Problem>
Select each line in the entries below that contains the string "after". Case counts, so only lines with that exact capitalization qualify.

Stored records
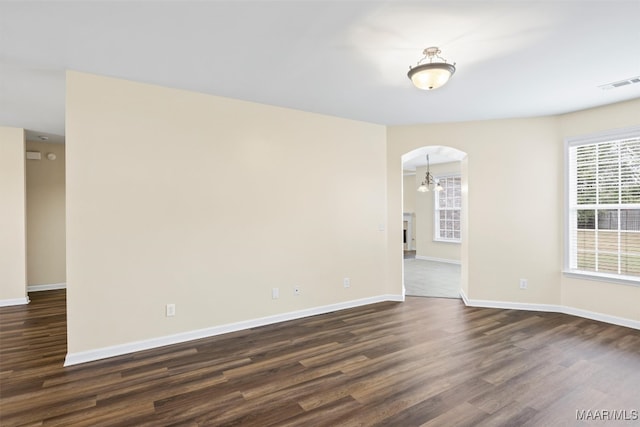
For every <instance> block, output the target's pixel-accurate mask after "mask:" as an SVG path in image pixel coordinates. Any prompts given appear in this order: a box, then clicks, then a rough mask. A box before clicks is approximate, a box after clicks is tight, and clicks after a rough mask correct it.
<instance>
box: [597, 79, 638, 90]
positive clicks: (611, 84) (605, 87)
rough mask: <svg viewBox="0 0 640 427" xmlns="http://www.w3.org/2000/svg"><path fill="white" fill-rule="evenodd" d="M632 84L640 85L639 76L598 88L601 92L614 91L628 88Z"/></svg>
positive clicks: (621, 80) (618, 81)
mask: <svg viewBox="0 0 640 427" xmlns="http://www.w3.org/2000/svg"><path fill="white" fill-rule="evenodd" d="M634 83H640V76H636V77H630V78H628V79H624V80H618V81H617V82H613V83H607V84H606V85H600V86H598V87H599V88H600V89H602V90H609V89H615V88H617V87H622V86H628V85H632V84H634Z"/></svg>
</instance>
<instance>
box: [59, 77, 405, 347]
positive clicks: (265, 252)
mask: <svg viewBox="0 0 640 427" xmlns="http://www.w3.org/2000/svg"><path fill="white" fill-rule="evenodd" d="M66 131H67V135H66V141H67V144H66V150H67V164H66V166H67V300H68V349H69V352H70V353H77V352H86V351H91V350H95V349H99V348H103V347H106V346H113V345H122V344H126V343H130V342H134V341H138V340H148V339H152V338H155V337H163V336H168V335H171V334H179V333H183V332H187V331H193V330H197V329H199V328H209V327H212V326H216V325H224V324H229V323H232V322H238V321H243V320H247V319H256V318H260V317H264V316H272V315H278V314H280V313H289V312H293V311H296V310H305V309H308V308H313V307H318V306H324V305H331V304H337V303H341V302H345V301H354V300H359V299H364V298H372V297H377V296H380V295H388V294H396V295H397V294H401V289H402V287H401V286H402V285H401V282H397V283H389V282H388V281H387V280H385V279H386V278H387V270H386V268H387V263H386V259H387V257H388V252H387V231H386V227H387V219H386V214H387V211H386V206H387V199H386V175H385V173H386V170H385V162H386V152H385V128H384V127H383V126H379V125H373V124H367V123H362V122H355V121H351V120H344V119H339V118H334V117H328V116H322V115H317V114H311V113H305V112H300V111H294V110H289V109H283V108H277V107H271V106H266V105H259V104H254V103H248V102H242V101H237V100H231V99H225V98H220V97H214V96H207V95H202V94H196V93H191V92H186V91H179V90H173V89H167V88H160V87H156V86H151V85H143V84H138V83H133V82H127V81H122V80H116V79H110V78H103V77H98V76H93V75H88V74H83V73H77V72H69V73H68V74H67V123H66ZM293 178H296V179H293ZM399 188H400V183H399V182H398V189H399ZM398 210H401V206H398ZM400 215H401V213H400ZM398 233H399V232H398ZM398 254H399V256H400V257H401V256H402V255H401V252H400V250H399V251H398ZM344 277H349V278H350V279H351V287H350V288H344V287H343V278H344ZM296 285H297V286H300V288H301V290H302V293H301V295H300V296H294V295H293V287H294V286H296ZM274 287H278V288H280V298H279V299H276V300H273V299H272V298H271V289H272V288H274ZM167 303H175V304H176V313H177V314H176V316H175V317H170V318H167V317H165V313H164V310H165V304H167Z"/></svg>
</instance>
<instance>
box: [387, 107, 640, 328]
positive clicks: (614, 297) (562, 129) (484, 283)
mask: <svg viewBox="0 0 640 427" xmlns="http://www.w3.org/2000/svg"><path fill="white" fill-rule="evenodd" d="M638 111H640V100H633V101H628V102H624V103H619V104H614V105H609V106H606V107H600V108H594V109H590V110H585V111H581V112H576V113H571V114H567V115H562V116H557V117H539V118H530V119H513V120H493V121H484V122H468V123H444V124H435V125H417V126H396V127H390V128H389V129H388V130H387V135H388V137H387V139H388V146H387V154H388V159H387V165H388V168H389V173H388V187H389V195H388V199H389V200H390V201H392V203H391V204H390V205H389V213H388V215H389V218H390V227H389V230H390V239H393V236H394V230H393V227H400V224H401V223H400V221H398V220H395V221H394V218H399V215H400V213H399V210H398V209H397V207H396V205H394V203H393V201H395V200H397V199H398V198H399V197H398V192H397V189H399V188H400V187H399V180H400V176H401V171H400V167H399V159H400V158H401V156H402V154H404V153H407V152H409V151H411V150H413V149H416V148H418V147H422V146H425V145H447V146H451V147H454V148H457V149H459V150H462V151H465V152H466V153H467V154H468V156H467V158H466V159H465V160H463V162H462V176H463V193H464V192H465V191H466V192H468V197H467V198H466V199H465V200H464V202H465V203H466V204H463V209H464V210H466V211H467V212H468V216H467V217H465V216H463V220H464V222H463V243H462V245H461V260H462V289H463V290H464V292H465V293H466V295H467V296H468V297H469V298H470V299H474V300H477V301H483V300H484V301H493V302H508V303H522V304H543V305H550V306H564V307H567V308H569V309H576V310H578V312H580V310H582V311H583V312H591V313H596V314H598V315H603V316H605V317H606V316H612V317H619V318H623V319H629V320H632V321H640V306H639V305H638V303H637V302H638V301H640V287H638V286H632V285H623V284H615V283H610V282H601V281H592V280H579V279H574V278H569V277H565V276H563V274H562V268H563V248H564V246H563V245H564V239H563V235H564V228H563V227H564V226H563V224H564V160H563V158H564V139H565V138H566V137H570V136H577V135H585V134H590V133H594V132H600V131H606V130H611V129H616V128H624V127H629V126H637V125H639V124H640V116H639V115H638ZM394 189H396V192H394ZM395 244H396V242H394V241H393V240H391V244H390V247H391V248H393V247H394V245H395ZM390 252H391V253H390V267H389V274H390V279H389V280H390V281H399V280H401V263H402V261H401V260H399V259H398V257H396V256H395V255H393V253H392V252H393V251H390ZM519 278H525V279H528V282H529V289H528V290H520V289H518V279H519Z"/></svg>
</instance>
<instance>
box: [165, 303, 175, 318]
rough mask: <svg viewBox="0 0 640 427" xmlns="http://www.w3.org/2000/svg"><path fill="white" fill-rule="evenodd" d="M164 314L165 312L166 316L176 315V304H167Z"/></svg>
mask: <svg viewBox="0 0 640 427" xmlns="http://www.w3.org/2000/svg"><path fill="white" fill-rule="evenodd" d="M166 314H167V317H171V316H175V315H176V305H175V304H167V307H166Z"/></svg>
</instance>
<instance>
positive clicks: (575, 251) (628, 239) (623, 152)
mask: <svg viewBox="0 0 640 427" xmlns="http://www.w3.org/2000/svg"><path fill="white" fill-rule="evenodd" d="M594 139H595V141H594ZM567 157H568V161H569V165H568V170H569V191H568V193H569V201H568V202H569V206H568V212H569V218H568V221H567V225H568V230H567V236H568V238H569V242H568V246H569V250H568V261H569V262H568V264H569V265H568V270H569V271H570V272H575V273H583V274H587V275H596V276H604V277H612V278H619V279H624V280H630V281H638V282H639V283H640V129H638V130H637V132H636V133H635V134H634V132H631V133H630V134H629V133H627V134H625V135H623V136H622V137H621V136H617V137H616V135H615V134H614V135H611V136H610V137H609V138H592V139H589V138H585V139H583V140H580V139H578V140H576V141H573V142H571V141H570V142H569V144H568V156H567Z"/></svg>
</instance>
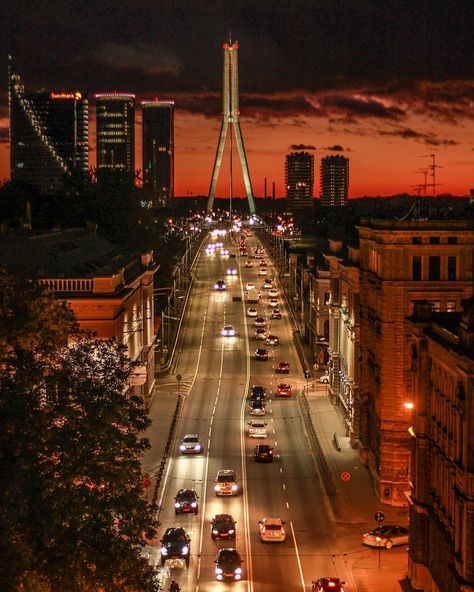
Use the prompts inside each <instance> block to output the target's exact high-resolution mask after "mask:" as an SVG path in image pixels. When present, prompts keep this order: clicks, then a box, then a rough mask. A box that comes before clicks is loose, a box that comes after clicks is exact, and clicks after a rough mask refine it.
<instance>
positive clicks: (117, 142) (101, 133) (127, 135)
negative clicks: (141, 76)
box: [94, 93, 135, 179]
mask: <svg viewBox="0 0 474 592" xmlns="http://www.w3.org/2000/svg"><path fill="white" fill-rule="evenodd" d="M94 98H95V101H96V126H97V173H98V175H99V176H100V174H101V173H102V172H107V171H118V172H123V173H125V174H128V175H129V176H130V178H131V179H134V175H135V95H133V94H128V93H101V94H96V95H95V97H94Z"/></svg>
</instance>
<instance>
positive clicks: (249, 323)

Task result>
For every <instance> block, output the target's pixel-accurate mask after "mask:" as an SVG path in image pixel coordinates. Any prompts given appear in this order: a box, then clicks, then a rough mask. A box before clicks is approximate, a box after clicks is tight, and clicks after a rough mask correct it.
Use the prompts inside each <instance> block to output the target's exact high-resolution mask after "mask:" as an SVG path in image pixels. When present, prompts keep this order: clicks, then a box, then a rough mask. A box that comes before clicks is loose, a box that comes after clicks is exact, and clicks after a rough mask refine it.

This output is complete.